**EXERCISE DIRECTIONS**
An exact copy of the listing is what the response must contain.

**RECORDS FOR THIS TASK**
——————
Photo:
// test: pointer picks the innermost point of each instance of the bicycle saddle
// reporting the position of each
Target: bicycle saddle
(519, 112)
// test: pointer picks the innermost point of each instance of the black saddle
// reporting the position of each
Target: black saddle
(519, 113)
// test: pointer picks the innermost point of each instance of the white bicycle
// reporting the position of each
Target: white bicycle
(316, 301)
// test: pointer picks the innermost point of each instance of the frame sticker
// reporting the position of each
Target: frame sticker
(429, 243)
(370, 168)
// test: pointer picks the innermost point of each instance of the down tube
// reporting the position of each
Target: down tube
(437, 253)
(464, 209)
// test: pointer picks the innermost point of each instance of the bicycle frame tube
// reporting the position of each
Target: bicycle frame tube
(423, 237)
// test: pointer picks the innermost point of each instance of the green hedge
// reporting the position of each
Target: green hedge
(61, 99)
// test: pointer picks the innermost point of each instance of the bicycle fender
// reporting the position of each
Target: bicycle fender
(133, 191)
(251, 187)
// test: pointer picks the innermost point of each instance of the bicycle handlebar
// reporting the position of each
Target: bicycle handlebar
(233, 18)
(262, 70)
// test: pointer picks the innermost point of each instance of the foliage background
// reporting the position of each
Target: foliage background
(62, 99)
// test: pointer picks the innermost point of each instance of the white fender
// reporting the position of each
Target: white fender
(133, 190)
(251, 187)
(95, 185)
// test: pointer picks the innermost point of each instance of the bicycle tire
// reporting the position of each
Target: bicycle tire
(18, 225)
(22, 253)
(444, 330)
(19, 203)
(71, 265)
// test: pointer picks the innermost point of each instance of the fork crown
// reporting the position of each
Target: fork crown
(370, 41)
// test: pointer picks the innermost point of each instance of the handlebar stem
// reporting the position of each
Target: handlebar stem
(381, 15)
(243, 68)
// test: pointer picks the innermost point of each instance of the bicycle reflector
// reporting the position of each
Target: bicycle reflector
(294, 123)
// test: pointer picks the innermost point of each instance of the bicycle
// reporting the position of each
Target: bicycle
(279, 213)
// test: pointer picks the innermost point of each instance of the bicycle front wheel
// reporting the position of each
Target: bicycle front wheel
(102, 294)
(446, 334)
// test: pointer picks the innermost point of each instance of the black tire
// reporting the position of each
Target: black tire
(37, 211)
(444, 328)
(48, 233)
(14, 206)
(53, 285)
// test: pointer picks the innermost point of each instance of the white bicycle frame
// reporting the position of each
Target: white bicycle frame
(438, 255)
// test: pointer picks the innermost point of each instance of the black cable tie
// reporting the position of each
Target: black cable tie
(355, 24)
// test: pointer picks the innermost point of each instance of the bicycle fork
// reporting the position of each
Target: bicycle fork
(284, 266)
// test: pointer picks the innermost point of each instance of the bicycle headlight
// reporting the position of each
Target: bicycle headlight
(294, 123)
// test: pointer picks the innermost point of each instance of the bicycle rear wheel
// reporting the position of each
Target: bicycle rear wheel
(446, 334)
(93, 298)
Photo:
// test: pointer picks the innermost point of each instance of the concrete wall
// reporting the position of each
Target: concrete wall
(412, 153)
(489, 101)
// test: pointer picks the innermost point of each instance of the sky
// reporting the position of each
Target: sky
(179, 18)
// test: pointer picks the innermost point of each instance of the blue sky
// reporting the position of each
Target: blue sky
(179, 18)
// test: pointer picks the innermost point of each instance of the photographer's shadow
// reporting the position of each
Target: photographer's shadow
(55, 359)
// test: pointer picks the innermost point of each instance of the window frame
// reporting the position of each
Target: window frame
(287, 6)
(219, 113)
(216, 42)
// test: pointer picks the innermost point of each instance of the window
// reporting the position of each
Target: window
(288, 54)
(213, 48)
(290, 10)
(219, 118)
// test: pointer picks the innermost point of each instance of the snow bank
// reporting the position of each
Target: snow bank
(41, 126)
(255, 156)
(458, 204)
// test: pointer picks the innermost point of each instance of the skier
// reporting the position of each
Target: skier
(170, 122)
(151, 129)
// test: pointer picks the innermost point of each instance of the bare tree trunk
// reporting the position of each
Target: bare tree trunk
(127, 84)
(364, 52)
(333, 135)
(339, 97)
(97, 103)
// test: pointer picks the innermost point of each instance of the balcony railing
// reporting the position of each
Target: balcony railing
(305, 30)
——————
**RESULT BELOW**
Photo:
// test: pointer picks the innermost point of each instance of the bicycle saddle
// reporting the position of each
Target: bicycle saddle
(519, 112)
// test: pointer picks the innermost point of each instance of the black saddle
// reporting the position of each
Target: black saddle
(519, 113)
// test: pointer picks the innermost point of each instance of the white bicycle
// reporting the position of each
Target: white bicycle
(316, 301)
// test: pointer picks the innermost point of each instance of the frame sticker
// reporting the position of each
Target: frame sticker
(429, 243)
(370, 168)
// test: pointer picks the innermost point of each instance of the down tube
// reporting the position of each
Target: down tube
(437, 253)
(464, 209)
// test: pointer picks the innermost point of each instance of the bicycle frame tube
// reporting the position of each
Target: bicycle frame tube
(423, 237)
// test: pointer picks the innermost point of each instance of the green hedge
// reporting the position of each
Target: green hedge
(61, 99)
// test: pointer picks the innermost point of each instance of the bicycle fender
// reporting the position of each
Target: bicycle fender
(133, 191)
(251, 187)
// test: pointer picks the innermost point of each instance of the bicycle handlebar
// reporting the position of each
Target: bicycle handlebar
(233, 18)
(262, 70)
// test: pointer picks the innermost point of each instance of the foliage background
// reporting the position of each
Target: foliage background
(62, 99)
// test: pointer picks the innermost point of each instance of the white fender
// reporting the position of each
Target: white fender
(133, 190)
(251, 187)
(95, 185)
// test: pointer picks the innermost point of each instance of the bicycle tire
// reporting the position of each
Target: bicycle tire
(18, 225)
(22, 253)
(444, 330)
(19, 203)
(71, 265)
// test: pointer picks the innermost point of each instance of the fork crown
// reporting the position of each
Target: fork crown
(370, 41)
// test: pointer picks the innermost point of each instance of the handlebar stem
// reporting the position of each
Target: handlebar stem
(381, 15)
(243, 68)
// test: pointer picks the innermost point of each instance of the bicycle reflector
// reporting the position of each
Target: bicycle reflector
(294, 123)
// test: pointer picks the innermost point of each instance of the bicycle
// reporting the position of each
Target: bicycle
(279, 213)
// test: pointer picks the innermost point of each instance of the bicycle front wheel
// reporting the position of each
Target: bicycle front wheel
(102, 294)
(446, 334)
// test: pointer picks the innermost point of each instance of the black tire
// reporting the position of each
Target: black tire
(37, 211)
(444, 328)
(48, 233)
(14, 206)
(53, 285)
// test: pointer picks the innermost point of each instance of the white bicycle frame
// reporting the position of each
Target: white bicycle frame
(438, 255)
// test: pointer picks the innermost point of each instance of the black cable tie
// reporting the position of each
Target: black cable tie
(355, 24)
// test: pointer picks the innermost point of each instance of the bicycle fork
// reporting the position of each
Target: bicycle fork
(284, 266)
// test: pointer picks the innermost point of each instance of the bicycle headlight
// reporting the position of each
Target: bicycle headlight
(294, 123)
// test: pointer picks the innermost point of each instance of the bicycle rear wheel
// reporting the position of each
Target: bicycle rear wheel
(446, 334)
(93, 298)
Photo:
// test: pointer picks the innermost point of each instance of the concrete wall
// reporting the position of each
Target: concrete wall
(412, 153)
(489, 101)
// test: pointer picks the innermost point of each instance of the sky
// reporting the position of each
Target: sky
(179, 18)
// test: pointer picks the innermost point of each instance of the blue sky
// reporting the position of each
Target: blue sky
(179, 18)
// test: pointer picks the innermost point of each instance of the photographer's shadow
// reporting the position of each
Target: photographer's shadow
(55, 359)
// test: pointer picks the innermost point of each instance of the window frame
// reporting the position of each
Target: window frame
(287, 6)
(219, 113)
(216, 42)
// test: pointer picks the innermost point of each instance of the window
// reporting the position of each
Target: window
(288, 54)
(213, 48)
(290, 10)
(219, 118)
// test: pointer picks the innermost point of each instance of the snow bank
// reporting the position of each
Target: snow bank
(41, 126)
(255, 156)
(458, 204)
// test: pointer picks the innermost point of each instance of the skier
// reporting the position of each
Target: skier
(170, 122)
(151, 129)
// test: pointer picks the innermost point of each instance of the bare tree trunk
// reporting the position of each
Target: bare tree trunk
(127, 84)
(364, 52)
(333, 135)
(339, 97)
(97, 103)
// test: pointer picks the innermost point of each instance of the balcony railing
// reporting the position of each
Target: balcony railing
(305, 30)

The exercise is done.